▶ _EXERCISES TO COMPLETE_
(a) In the thread about counting duplicate C++ vectors, copy the stretch from "Windows, 4GB RAM, 30+GB" through "Please consider std::array<int,6>!".
(b) In the thread about counting duplicate C++ vectors, what key type does the answer suggest for a hash map that stores only hashes to reduce memory use?
(c) Write the next part of the thread about counting duplicate C++ vectors, picking up after its last sentence.

▶ _SUPPLIED PASSAGE_
__________

Reputation: 2520
I have 15,000,000 std:vectors of 6 integers.
Those 15M vectors contain duplicates. Duplicate example:
(4,3,2,0,4,23)
(4,3,2,0,4,23)
I need to obtain a list of unique sequence with their associated count. (A sequence that is only present once would have a 1 count)
Is there an algorithm in the std C++ (can be x11) that does that in one shot?
Windows, 4GB RAM, 30+GB hdd
Upvotes: 1
Views: 3673
Reputation: 45705
There is no such algorithm in the standard library which does exactly this, however it's very easy with a single loop and by choosing the proper data structure.
For this you want to use std::unordered_map
which is typically a hash map. It has expected constant time per access (insert and look-up) and thus the first choice for huge data sets.
The following access and incement trick will automatically insert a new entry in the counter map if it's not yet there; then it will increment and write back the count.
typedef std::vector<int> VectorType; // Please consider std::array<int,6>!
std::unordered_map<VectorType, int> counters;
for (VectorType vec : vectors) {
counters[vec]++;
}
For further processing, you most probably want to sort the entries by the number of occurrence. For this, either write them out in a vector of pairs (which encapsulates the number vector and the occurrence count), or in an (ordered) map which has key and value swapped, so it's automatically ordered by the counter.
In order to reduce the memory footprint of this solution, try this:
If you don't need to get the keys back from this hash map, you can use a hash map which doesn't store the keys but only their hashes. For this, use size_t
for the key type, std::identity<std::size_t>
for the internal hash function and access it with a manual call to the hash function std::hash<VectorType>
.

__________

▶ _LISTED ENTRIES_
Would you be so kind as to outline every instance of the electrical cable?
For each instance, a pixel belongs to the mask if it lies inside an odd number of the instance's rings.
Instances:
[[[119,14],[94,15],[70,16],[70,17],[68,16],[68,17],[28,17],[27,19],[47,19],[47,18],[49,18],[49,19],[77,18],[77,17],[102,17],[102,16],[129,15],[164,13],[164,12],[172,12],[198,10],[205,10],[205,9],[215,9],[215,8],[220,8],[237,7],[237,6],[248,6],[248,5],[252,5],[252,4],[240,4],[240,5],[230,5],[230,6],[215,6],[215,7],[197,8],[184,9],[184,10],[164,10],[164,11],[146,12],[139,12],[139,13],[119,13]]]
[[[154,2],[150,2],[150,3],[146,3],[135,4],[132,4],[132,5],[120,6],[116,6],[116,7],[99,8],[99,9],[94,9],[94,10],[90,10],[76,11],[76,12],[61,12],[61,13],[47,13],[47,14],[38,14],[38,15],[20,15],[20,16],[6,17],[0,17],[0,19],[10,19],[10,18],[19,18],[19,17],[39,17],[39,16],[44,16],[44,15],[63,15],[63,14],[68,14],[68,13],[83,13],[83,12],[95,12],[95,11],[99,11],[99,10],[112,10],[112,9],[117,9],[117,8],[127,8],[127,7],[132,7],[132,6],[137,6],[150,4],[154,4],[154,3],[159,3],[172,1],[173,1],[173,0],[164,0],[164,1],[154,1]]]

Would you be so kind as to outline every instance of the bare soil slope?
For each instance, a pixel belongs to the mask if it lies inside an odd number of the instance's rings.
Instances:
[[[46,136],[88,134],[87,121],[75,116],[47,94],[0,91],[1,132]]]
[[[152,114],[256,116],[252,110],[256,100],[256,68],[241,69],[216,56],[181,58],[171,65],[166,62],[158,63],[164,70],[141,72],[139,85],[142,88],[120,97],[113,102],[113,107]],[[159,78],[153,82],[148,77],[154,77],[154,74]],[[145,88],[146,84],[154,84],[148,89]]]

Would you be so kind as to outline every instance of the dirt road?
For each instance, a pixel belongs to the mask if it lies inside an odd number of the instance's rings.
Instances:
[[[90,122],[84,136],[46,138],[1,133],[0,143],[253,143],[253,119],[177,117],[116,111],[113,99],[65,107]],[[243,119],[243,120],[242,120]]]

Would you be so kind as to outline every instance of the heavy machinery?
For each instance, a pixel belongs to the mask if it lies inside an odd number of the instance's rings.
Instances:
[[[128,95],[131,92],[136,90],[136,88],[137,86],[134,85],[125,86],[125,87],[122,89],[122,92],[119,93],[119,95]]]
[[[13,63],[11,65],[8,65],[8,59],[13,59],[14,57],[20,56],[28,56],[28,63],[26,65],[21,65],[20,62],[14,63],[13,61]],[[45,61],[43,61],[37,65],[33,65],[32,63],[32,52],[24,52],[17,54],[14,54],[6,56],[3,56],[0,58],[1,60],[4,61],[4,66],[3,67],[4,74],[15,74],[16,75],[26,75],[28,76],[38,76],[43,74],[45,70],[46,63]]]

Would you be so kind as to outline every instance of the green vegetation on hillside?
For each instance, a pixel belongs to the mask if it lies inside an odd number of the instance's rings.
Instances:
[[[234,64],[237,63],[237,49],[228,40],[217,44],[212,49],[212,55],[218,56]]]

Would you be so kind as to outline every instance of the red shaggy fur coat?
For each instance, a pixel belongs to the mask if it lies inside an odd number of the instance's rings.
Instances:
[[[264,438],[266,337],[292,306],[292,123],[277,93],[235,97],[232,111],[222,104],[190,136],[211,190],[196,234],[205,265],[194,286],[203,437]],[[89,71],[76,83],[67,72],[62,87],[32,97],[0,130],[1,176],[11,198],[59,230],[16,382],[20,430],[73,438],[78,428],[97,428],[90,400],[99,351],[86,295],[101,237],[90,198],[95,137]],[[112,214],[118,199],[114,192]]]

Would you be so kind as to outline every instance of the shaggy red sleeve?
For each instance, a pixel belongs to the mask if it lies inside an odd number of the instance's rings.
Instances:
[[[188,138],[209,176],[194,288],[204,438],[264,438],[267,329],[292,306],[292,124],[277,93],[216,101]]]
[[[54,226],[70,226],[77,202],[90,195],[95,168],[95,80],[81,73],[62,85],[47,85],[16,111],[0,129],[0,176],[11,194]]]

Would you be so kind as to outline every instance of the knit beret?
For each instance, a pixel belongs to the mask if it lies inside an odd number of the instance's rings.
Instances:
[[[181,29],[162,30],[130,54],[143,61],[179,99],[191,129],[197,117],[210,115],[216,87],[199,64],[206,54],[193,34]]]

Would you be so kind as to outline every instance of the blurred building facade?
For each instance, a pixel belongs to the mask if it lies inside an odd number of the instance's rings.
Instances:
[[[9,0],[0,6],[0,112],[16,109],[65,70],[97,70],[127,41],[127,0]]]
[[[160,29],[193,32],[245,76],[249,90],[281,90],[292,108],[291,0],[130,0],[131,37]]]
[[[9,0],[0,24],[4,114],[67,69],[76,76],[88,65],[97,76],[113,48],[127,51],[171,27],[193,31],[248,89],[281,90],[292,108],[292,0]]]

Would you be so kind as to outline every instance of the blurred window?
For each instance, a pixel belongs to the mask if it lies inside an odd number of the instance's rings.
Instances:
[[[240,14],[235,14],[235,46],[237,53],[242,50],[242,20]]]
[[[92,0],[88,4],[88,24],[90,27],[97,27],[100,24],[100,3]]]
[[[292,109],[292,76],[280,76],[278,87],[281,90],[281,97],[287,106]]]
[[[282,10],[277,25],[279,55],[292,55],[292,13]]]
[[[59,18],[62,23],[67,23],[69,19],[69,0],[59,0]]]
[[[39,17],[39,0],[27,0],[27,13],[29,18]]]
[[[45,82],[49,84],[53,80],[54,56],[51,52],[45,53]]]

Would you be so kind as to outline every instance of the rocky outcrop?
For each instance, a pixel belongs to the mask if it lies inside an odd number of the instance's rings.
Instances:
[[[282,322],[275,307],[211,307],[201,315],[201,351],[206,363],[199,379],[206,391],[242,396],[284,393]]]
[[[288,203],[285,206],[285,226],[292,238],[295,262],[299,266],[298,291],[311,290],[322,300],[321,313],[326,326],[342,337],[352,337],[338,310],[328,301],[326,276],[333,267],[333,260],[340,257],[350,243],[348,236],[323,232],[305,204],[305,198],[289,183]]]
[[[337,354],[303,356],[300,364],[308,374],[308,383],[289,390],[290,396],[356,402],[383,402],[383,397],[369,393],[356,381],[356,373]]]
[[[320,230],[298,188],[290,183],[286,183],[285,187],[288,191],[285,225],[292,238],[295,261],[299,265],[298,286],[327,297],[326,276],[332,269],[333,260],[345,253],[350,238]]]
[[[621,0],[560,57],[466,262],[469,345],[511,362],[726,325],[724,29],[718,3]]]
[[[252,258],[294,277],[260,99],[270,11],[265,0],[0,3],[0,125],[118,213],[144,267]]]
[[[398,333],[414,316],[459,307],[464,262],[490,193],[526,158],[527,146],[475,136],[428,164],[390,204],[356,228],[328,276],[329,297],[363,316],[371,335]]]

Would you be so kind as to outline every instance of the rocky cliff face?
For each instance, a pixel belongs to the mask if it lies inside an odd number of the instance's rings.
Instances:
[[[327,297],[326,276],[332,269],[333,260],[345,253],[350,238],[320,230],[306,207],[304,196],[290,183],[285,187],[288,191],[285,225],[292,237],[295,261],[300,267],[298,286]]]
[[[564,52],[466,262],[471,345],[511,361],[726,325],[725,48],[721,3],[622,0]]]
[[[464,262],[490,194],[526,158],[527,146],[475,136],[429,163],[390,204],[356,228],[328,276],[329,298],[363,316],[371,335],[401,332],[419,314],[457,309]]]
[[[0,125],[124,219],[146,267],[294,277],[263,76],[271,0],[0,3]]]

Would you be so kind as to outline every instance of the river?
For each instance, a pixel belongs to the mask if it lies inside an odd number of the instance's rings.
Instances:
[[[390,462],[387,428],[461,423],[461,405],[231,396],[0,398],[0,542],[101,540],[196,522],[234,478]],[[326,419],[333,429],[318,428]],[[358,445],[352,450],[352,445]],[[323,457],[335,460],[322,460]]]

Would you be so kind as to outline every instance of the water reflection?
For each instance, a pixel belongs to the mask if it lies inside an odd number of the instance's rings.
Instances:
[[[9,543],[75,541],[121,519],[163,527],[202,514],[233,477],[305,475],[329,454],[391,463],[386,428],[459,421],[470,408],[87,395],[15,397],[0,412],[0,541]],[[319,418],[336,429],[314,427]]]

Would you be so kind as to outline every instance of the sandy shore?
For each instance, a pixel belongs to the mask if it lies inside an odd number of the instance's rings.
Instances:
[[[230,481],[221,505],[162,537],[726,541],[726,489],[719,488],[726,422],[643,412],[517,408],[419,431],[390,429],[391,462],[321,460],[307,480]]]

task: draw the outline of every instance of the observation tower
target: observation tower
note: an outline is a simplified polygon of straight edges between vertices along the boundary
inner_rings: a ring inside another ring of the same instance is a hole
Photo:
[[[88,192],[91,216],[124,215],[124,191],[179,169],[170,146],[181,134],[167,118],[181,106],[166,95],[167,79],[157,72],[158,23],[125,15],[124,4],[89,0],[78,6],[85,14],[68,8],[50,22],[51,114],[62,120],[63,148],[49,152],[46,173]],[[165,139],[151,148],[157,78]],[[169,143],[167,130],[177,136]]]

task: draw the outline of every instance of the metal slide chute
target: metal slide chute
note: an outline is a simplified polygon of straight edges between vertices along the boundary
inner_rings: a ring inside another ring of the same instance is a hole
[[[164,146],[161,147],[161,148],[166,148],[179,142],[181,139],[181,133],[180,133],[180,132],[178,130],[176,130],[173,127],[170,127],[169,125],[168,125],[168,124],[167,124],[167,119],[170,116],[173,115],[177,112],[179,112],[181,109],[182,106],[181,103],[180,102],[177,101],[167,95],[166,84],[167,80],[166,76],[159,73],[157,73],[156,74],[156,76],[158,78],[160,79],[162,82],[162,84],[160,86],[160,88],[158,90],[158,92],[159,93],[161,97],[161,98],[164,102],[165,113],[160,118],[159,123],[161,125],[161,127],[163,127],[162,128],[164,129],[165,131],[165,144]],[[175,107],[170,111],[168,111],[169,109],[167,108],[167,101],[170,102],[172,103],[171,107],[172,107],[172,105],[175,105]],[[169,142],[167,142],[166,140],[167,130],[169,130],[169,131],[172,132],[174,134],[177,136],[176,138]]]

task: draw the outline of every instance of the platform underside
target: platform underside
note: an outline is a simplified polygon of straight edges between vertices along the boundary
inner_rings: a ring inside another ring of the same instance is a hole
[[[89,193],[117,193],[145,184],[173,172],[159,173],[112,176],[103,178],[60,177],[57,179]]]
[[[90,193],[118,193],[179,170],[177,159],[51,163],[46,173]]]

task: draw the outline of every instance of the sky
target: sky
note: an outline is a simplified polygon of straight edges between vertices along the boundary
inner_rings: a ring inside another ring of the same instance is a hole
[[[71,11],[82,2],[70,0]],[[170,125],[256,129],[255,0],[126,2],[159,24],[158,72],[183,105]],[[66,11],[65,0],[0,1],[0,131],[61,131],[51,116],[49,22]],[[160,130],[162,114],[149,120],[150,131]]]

__________

▶ _RESPONSES FOR EACH TASK_
(a)
Windows, 4GB RAM, 30+GB hdd
Upvotes: 1
Views: 3673
Reputation: 45705
There is no such algorithm in the standard library which does exactly this, however it's very easy with a single loop and by choosing the proper data structure.
For this you want to use std::unordered_map
which is typically a hash map. It has expected constant time per access (insert and look-up) and thus the first choice for huge data sets.
The following access and incement trick will automatically insert a new entry in the counter map if it's not yet there; then it will increment and write back the count.
typedef std::vector<int> VectorType; // Please consider std::array<int,6>!

(b) size_t

(c)
std::unordered_map<std::size_t, int, std::identity<std::size_t> > counters;
std::hash<VectorType> hashFunc;
for (VectorType vec : vectors) {
counters[hashFunc(vec)]++;
}
This reduces memory but requires an additional effort to interpret the results, as you have to loop over the original data structure a second time in order to find the original vectors (then look-up them in your hash map by hashing them again).
Upvotes: 9
Reputation: 146
You should convert each vector element to string one by one like this "4,3,2,0,4,23". Then add them into a new string vector by controlling their existance with find() function.
If you need original vector, convert string vector to another integer sequence vector. If you do not need delete duplicated elements while making sting vector.
Upvotes: -1
Reputation: 137870
Yes: first std::sort
the list (std::vector
uses lexicographic ordering, the first element is the most significant), then loop with std::adjacent_find
to find duplicates. When a duplicate is found, use std::adjacent_find
again but with an inverted comparator to find the first non-duplicate.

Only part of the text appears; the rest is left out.